Identify every line in the data below that contains the string "wearing", and copy each of those lines. Case counts.

>> BEGIN DATA FOR THIS TASK

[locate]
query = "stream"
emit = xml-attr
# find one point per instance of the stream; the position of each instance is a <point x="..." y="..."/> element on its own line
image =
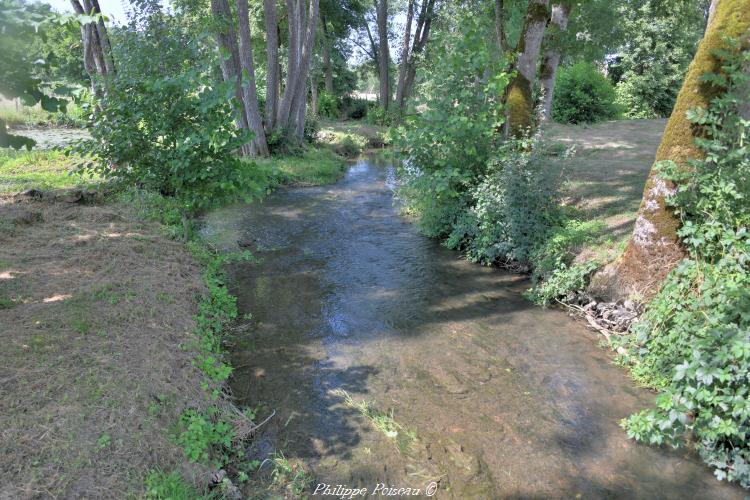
<point x="473" y="387"/>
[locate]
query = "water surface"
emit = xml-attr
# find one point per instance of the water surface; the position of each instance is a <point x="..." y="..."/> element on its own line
<point x="505" y="399"/>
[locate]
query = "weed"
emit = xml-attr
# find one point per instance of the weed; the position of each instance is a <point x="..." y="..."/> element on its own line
<point x="382" y="421"/>
<point x="163" y="486"/>
<point x="293" y="476"/>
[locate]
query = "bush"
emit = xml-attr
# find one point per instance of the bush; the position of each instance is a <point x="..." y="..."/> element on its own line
<point x="694" y="339"/>
<point x="186" y="151"/>
<point x="583" y="95"/>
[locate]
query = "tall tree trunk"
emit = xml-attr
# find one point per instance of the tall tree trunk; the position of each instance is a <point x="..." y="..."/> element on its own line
<point x="551" y="59"/>
<point x="226" y="38"/>
<point x="302" y="29"/>
<point x="94" y="60"/>
<point x="654" y="248"/>
<point x="103" y="35"/>
<point x="403" y="64"/>
<point x="500" y="35"/>
<point x="519" y="101"/>
<point x="258" y="146"/>
<point x="272" y="59"/>
<point x="327" y="66"/>
<point x="421" y="35"/>
<point x="294" y="19"/>
<point x="384" y="53"/>
<point x="314" y="95"/>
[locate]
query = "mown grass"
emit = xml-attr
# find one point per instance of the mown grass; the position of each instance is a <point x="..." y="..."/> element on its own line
<point x="313" y="167"/>
<point x="43" y="170"/>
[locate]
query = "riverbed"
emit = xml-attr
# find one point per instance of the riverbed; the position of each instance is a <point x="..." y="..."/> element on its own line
<point x="468" y="386"/>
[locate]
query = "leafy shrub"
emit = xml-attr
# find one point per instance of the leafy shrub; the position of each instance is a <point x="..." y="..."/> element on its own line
<point x="694" y="339"/>
<point x="512" y="209"/>
<point x="186" y="150"/>
<point x="583" y="95"/>
<point x="328" y="105"/>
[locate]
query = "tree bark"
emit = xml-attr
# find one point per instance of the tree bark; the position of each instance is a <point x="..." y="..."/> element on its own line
<point x="327" y="66"/>
<point x="272" y="59"/>
<point x="103" y="35"/>
<point x="519" y="101"/>
<point x="314" y="95"/>
<point x="500" y="35"/>
<point x="403" y="64"/>
<point x="551" y="58"/>
<point x="384" y="53"/>
<point x="421" y="35"/>
<point x="302" y="29"/>
<point x="654" y="248"/>
<point x="258" y="145"/>
<point x="226" y="38"/>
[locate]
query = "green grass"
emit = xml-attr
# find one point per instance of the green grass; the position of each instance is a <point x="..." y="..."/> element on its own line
<point x="315" y="166"/>
<point x="44" y="170"/>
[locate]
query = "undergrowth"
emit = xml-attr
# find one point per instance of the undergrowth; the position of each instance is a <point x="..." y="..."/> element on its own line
<point x="693" y="342"/>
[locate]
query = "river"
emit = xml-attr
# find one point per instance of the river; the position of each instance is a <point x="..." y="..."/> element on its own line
<point x="477" y="390"/>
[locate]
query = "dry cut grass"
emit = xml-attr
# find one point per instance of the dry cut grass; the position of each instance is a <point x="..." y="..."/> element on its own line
<point x="95" y="322"/>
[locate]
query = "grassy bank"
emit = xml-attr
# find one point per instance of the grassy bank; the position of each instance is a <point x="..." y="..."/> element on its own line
<point x="113" y="358"/>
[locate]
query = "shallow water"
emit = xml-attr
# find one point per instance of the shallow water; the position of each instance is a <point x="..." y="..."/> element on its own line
<point x="505" y="399"/>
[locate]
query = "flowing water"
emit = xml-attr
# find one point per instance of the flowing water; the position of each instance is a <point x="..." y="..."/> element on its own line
<point x="473" y="387"/>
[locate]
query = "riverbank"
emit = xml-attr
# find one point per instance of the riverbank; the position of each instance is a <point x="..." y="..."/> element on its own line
<point x="110" y="378"/>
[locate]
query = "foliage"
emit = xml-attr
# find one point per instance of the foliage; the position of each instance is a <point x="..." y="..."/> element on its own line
<point x="163" y="486"/>
<point x="20" y="24"/>
<point x="512" y="208"/>
<point x="583" y="95"/>
<point x="447" y="147"/>
<point x="694" y="340"/>
<point x="185" y="151"/>
<point x="661" y="40"/>
<point x="328" y="105"/>
<point x="200" y="432"/>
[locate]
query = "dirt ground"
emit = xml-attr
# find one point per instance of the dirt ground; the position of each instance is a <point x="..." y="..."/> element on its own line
<point x="96" y="314"/>
<point x="607" y="174"/>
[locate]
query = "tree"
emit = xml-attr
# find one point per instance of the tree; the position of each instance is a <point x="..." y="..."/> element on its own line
<point x="97" y="50"/>
<point x="654" y="248"/>
<point x="552" y="53"/>
<point x="408" y="69"/>
<point x="660" y="41"/>
<point x="249" y="90"/>
<point x="519" y="100"/>
<point x="384" y="54"/>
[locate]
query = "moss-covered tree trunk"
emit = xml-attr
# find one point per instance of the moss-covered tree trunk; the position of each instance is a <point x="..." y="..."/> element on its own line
<point x="552" y="54"/>
<point x="519" y="101"/>
<point x="654" y="248"/>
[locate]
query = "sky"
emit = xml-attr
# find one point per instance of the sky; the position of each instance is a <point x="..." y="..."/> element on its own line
<point x="113" y="9"/>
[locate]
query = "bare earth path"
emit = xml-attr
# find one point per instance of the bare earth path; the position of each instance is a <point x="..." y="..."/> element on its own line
<point x="475" y="389"/>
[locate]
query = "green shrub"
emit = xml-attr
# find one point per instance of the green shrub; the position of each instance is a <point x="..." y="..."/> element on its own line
<point x="162" y="486"/>
<point x="186" y="151"/>
<point x="583" y="95"/>
<point x="694" y="339"/>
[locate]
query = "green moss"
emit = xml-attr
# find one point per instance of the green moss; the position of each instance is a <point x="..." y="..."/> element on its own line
<point x="520" y="106"/>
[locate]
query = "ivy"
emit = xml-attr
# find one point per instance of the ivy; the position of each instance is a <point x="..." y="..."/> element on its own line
<point x="694" y="340"/>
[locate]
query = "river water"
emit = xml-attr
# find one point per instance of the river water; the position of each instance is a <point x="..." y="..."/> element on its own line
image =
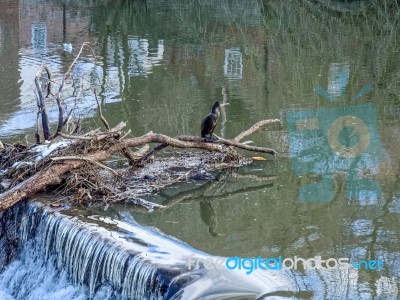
<point x="329" y="70"/>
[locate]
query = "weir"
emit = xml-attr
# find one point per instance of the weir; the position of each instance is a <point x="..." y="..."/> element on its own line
<point x="48" y="254"/>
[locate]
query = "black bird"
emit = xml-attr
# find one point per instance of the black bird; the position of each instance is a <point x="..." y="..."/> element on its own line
<point x="210" y="121"/>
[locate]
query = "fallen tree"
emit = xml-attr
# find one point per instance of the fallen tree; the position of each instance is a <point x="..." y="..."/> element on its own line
<point x="69" y="158"/>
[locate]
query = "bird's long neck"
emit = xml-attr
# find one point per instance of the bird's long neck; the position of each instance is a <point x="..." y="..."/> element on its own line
<point x="214" y="109"/>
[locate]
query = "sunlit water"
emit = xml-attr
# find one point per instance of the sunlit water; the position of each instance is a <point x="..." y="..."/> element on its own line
<point x="328" y="70"/>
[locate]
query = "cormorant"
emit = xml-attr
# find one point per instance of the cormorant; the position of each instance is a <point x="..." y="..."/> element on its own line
<point x="210" y="121"/>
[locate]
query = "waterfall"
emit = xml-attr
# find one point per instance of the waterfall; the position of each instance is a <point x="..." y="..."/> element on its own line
<point x="47" y="255"/>
<point x="90" y="259"/>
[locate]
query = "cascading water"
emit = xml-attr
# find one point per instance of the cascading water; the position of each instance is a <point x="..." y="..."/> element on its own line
<point x="47" y="255"/>
<point x="90" y="266"/>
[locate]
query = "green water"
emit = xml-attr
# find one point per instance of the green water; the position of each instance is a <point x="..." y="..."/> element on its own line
<point x="328" y="70"/>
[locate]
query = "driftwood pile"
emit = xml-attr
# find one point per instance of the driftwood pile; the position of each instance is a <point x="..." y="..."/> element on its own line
<point x="70" y="160"/>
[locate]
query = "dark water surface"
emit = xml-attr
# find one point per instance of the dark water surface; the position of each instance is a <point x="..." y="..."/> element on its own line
<point x="328" y="70"/>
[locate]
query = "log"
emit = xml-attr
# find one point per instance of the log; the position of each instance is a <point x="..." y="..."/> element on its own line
<point x="53" y="174"/>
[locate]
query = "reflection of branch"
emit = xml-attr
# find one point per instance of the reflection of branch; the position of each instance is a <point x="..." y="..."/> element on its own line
<point x="199" y="192"/>
<point x="101" y="113"/>
<point x="42" y="104"/>
<point x="229" y="143"/>
<point x="254" y="128"/>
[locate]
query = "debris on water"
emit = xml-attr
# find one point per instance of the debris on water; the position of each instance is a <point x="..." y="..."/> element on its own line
<point x="258" y="158"/>
<point x="68" y="48"/>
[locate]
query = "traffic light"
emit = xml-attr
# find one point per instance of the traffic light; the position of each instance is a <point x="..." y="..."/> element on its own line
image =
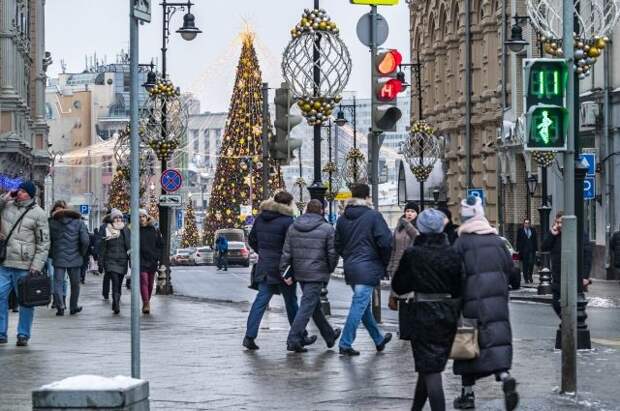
<point x="388" y="85"/>
<point x="282" y="146"/>
<point x="545" y="82"/>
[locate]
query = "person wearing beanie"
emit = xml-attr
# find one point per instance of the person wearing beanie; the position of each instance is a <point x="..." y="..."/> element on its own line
<point x="402" y="238"/>
<point x="151" y="248"/>
<point x="433" y="270"/>
<point x="488" y="269"/>
<point x="27" y="248"/>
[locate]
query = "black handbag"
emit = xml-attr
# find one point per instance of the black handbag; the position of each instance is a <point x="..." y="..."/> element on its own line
<point x="4" y="242"/>
<point x="34" y="290"/>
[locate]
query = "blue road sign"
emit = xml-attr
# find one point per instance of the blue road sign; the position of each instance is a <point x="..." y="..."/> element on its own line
<point x="179" y="215"/>
<point x="476" y="192"/>
<point x="589" y="158"/>
<point x="171" y="180"/>
<point x="589" y="188"/>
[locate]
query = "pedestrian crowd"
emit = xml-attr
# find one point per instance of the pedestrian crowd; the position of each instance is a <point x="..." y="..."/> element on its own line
<point x="60" y="246"/>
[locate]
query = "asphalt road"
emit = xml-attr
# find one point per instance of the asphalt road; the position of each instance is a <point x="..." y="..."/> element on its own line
<point x="529" y="320"/>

>> END DATA FOR THIS TASK

FINISHED EXERCISE
query = "person wearing beanie"
# find one point per instance of the person wearing beanie; the position of each instance is a <point x="..." y="..."/> element on its own line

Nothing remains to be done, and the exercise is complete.